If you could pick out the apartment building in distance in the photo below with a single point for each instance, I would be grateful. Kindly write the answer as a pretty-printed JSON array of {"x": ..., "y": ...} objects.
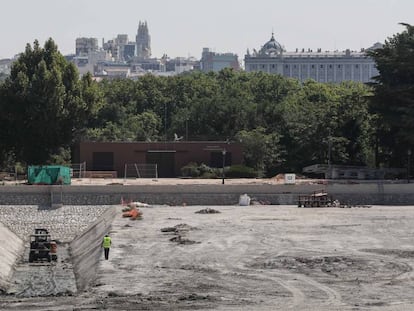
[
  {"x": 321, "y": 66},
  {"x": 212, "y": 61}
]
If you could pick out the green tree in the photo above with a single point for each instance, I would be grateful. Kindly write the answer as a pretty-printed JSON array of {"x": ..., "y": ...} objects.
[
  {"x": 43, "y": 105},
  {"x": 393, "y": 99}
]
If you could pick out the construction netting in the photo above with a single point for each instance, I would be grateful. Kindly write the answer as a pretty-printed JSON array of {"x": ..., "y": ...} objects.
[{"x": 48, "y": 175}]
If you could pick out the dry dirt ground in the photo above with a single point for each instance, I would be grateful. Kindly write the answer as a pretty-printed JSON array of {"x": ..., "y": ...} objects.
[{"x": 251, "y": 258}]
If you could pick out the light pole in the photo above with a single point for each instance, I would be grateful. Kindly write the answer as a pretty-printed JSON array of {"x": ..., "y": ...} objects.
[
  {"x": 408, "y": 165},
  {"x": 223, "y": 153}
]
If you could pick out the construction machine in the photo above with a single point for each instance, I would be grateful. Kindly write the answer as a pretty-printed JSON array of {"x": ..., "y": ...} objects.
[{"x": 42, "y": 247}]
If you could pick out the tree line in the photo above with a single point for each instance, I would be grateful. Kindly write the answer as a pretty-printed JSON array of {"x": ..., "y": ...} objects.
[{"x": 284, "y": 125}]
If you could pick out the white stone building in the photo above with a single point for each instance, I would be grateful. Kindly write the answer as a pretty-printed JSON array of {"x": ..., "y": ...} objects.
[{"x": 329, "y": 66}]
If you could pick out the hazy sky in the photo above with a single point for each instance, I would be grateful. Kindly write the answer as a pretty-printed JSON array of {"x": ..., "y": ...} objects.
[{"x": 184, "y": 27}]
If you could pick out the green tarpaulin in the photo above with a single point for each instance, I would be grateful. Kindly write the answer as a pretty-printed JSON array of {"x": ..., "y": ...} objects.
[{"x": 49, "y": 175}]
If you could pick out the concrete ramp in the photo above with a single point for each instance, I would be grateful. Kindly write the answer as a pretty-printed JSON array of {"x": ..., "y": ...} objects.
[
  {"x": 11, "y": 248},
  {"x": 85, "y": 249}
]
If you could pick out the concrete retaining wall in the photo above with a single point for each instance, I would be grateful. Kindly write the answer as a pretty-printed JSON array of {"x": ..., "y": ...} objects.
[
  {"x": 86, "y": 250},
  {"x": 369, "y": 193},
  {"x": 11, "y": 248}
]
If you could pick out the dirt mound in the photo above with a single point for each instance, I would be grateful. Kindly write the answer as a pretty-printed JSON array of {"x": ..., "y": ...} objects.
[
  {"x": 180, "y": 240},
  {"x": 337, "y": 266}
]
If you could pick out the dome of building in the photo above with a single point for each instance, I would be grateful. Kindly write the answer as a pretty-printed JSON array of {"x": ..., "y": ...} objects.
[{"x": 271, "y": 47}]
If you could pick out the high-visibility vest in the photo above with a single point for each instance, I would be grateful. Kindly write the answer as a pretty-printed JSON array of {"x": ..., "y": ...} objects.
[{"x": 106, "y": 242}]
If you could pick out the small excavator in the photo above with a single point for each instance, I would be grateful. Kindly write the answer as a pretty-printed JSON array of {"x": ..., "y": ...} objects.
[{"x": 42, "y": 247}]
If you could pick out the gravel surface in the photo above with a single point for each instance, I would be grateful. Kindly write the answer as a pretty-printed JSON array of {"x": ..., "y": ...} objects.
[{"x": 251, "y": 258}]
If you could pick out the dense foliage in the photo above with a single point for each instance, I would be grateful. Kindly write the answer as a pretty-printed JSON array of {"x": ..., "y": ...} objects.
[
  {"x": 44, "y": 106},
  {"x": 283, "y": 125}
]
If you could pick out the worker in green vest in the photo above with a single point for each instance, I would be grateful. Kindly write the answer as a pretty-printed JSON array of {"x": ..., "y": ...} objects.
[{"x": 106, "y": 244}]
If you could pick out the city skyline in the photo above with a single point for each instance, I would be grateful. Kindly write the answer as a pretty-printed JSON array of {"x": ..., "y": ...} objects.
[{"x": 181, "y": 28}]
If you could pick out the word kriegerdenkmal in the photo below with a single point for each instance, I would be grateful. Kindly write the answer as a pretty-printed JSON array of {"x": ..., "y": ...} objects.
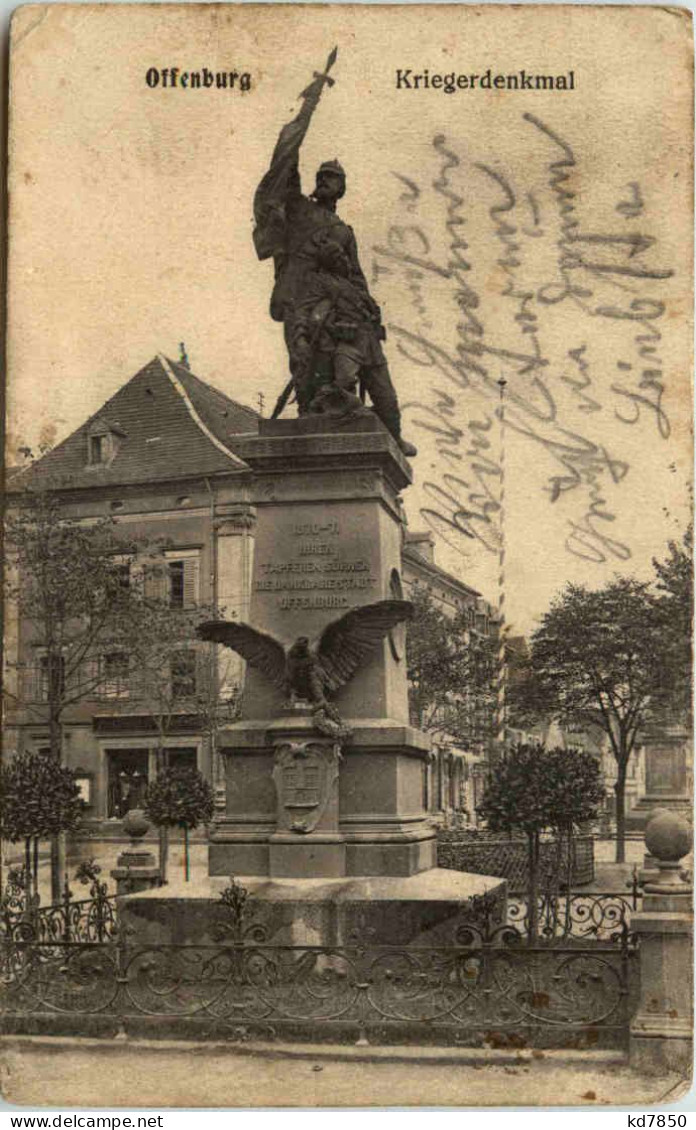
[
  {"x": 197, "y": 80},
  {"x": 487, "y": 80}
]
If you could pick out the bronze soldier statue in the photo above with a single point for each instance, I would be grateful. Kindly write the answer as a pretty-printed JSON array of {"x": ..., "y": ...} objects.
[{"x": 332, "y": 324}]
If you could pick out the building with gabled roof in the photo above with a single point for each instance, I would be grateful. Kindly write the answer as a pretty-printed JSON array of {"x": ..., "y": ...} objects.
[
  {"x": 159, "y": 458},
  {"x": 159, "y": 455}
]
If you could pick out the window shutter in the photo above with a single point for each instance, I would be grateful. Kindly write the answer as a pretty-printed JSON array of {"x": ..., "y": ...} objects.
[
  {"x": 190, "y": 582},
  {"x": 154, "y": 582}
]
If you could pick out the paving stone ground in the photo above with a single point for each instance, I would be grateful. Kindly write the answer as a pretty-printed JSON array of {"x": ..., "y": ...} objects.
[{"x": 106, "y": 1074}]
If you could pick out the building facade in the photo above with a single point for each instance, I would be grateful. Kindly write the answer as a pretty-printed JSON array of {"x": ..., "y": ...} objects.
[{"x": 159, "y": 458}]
== == ==
EXERCISE PROMPT:
Using the data above, print every line exactly, omitting pictures.

FULL OUTPUT:
If you could pick out the apartment building in distance in the photo below with a single point for each instance, I would be grateful. Kindly write the answer as a pretty-printed JSON array of {"x": ..., "y": ...} objects.
[
  {"x": 321, "y": 66},
  {"x": 212, "y": 61}
]
If you could pick out the green tree in the photo above with a single point for each instance, I would be grateful. Kindly write the answer as a pretty-printed JSON array of {"x": ..., "y": ...} objects.
[
  {"x": 43, "y": 105},
  {"x": 393, "y": 99}
]
If you could pick out the construction netting in the photo above with a single point for each instance, I would be grateful. Kindly write the answer as a pretty-printed JSON array of {"x": ..., "y": ...} objects.
[{"x": 48, "y": 175}]
If you could pick out the dry dirt ground in the photo above with a single point for each instance, I would be grateful. Kindly write the answer as a pretty-printed JSON array of {"x": ..., "y": ...} objects.
[{"x": 251, "y": 258}]
If you could pick out the light pole in the photo above with a single point for each instance, I would be grateful. Kindly write the answer as a pretty-printed JSON array of {"x": ..., "y": ...} objects.
[
  {"x": 408, "y": 165},
  {"x": 223, "y": 153}
]
If you could pick out the construction machine in the photo above with a single point for each instance, I would be grateful. Kindly write the answer as a pretty-printed JSON array of {"x": ..., "y": ...} objects.
[{"x": 42, "y": 247}]
If you could pick out the tree line in the photo above with a single point for each instance, I would be grateful. Kindly write the answer as a pretty-printed JSON array of {"x": ..., "y": ...} objects.
[{"x": 284, "y": 125}]
If you could pick out the white stone building in the photo above with a single point for each instance, I would be grateful. Kindly write the answer as a pretty-printed JSON array of {"x": ..., "y": ...} objects.
[{"x": 329, "y": 66}]
If you could pick out the hazy sky in the photo above with a single point for each instance, I would be grateful. Kindly write the answer as a pretty-printed JSON array of {"x": ..., "y": ...} objects.
[{"x": 184, "y": 27}]
If you could pick out the green tarpaulin in the photo above with a single point for each instance, I would be grateful. Kindly write the answer as a pretty-printed JSON array of {"x": ..., "y": ...} objects.
[{"x": 49, "y": 175}]
If you could pick out the concrete ramp in the photo above with a single point for each instance, I would be grateful. Kindly write the answer as a pretty-printed JSON array of {"x": ..., "y": ...} objects.
[
  {"x": 11, "y": 248},
  {"x": 85, "y": 249}
]
If you could pick out the concrete retaining wall in the photo above with a single point for each instance, I would be grateful. Kindly write the answer as a pretty-printed JSON array of {"x": ..., "y": ...} objects.
[
  {"x": 86, "y": 250},
  {"x": 369, "y": 193},
  {"x": 11, "y": 248}
]
If you could pick out the dirt mound in the photo above with a single point for each instance, I would be grateful. Kindly write the answer as a pretty-printed JSON array of {"x": ..., "y": ...} objects.
[
  {"x": 180, "y": 240},
  {"x": 337, "y": 266}
]
If you could pick out the dome of building in the photo above with a single point for each instance, I would be grateful. Kindly write the answer as a pretty-printed JSON array of {"x": ..., "y": ...} objects.
[{"x": 271, "y": 47}]
If you could pick out the high-visibility vest in the photo above with a single point for each instance, I would be grateful. Kindly write the answer as a pretty-printed JSON array of {"x": ..., "y": ...} objects.
[{"x": 106, "y": 242}]
If you could pick out the small excavator in the photo above with a single point for each instance, I would be grateful. Kindly write the answer as a pretty-printed JSON array of {"x": ..., "y": ...} objects.
[{"x": 42, "y": 247}]
If you could pick out the gravel surface in the photo above with a single point for each instance, I would be grateful. Kindly write the answer as a pretty-printed JSON array of {"x": ..., "y": ...} objects.
[{"x": 251, "y": 258}]
If you could pick out the dense foliage in the photo above with a single point for each instance, I would be grateful. Kindly write the answer as a pretty-printed JSON array of {"x": ..., "y": ...} objects.
[
  {"x": 44, "y": 106},
  {"x": 283, "y": 125}
]
If you could pick out the worker in green vest in the photo above with a single point for each instance, I would be grateful. Kindly write the answer as a pretty-printed JSON array of {"x": ..., "y": ...} objects.
[{"x": 106, "y": 244}]
If you could pick out the city skyline in the photo above with a single point for each instance, I would be grateful. Kindly write the answer as a pretty-printed JSON array of {"x": ..., "y": ...} objects.
[{"x": 181, "y": 28}]
If you could pick out the word kriegerdenkmal in the photo below with a single point for each instance, I would be grateful. Kindly write the answer as a pretty-printed JSON array of {"x": ..., "y": ...} objects.
[
  {"x": 197, "y": 80},
  {"x": 487, "y": 80}
]
If you could pick out the bronze soldier statue in the photo above with a single point for each instance, I would be grateful. Kindly write the answer as a pretty-printed JSON array of {"x": ..., "y": ...} objects.
[{"x": 332, "y": 324}]
If you could pick out the building with gabled roof in the photo above with a single point for each instance, I would be grateful. Kindly write the answer as a pretty-printed JSON array of {"x": ..., "y": ...} objects.
[
  {"x": 159, "y": 458},
  {"x": 159, "y": 455}
]
If you could pick out the window shutter in the photo above with a single point for each instance, I would be grateful. Kindly write the answer as a pretty-printed JSON array of {"x": ..., "y": ...} objects.
[
  {"x": 190, "y": 582},
  {"x": 154, "y": 582}
]
If you could pick out the paving stone ground in the photo above with a single point for each instance, I would be grateful. Kindly write the answer as a pretty-printed JSON array of {"x": ..., "y": ...} objects.
[{"x": 106, "y": 1074}]
If you could pick out the building facade in the photo above with a single point for each instance, I would be grateful. Kindly write the answer as a pretty-printed JSON array of {"x": ..., "y": ...} objects.
[{"x": 159, "y": 458}]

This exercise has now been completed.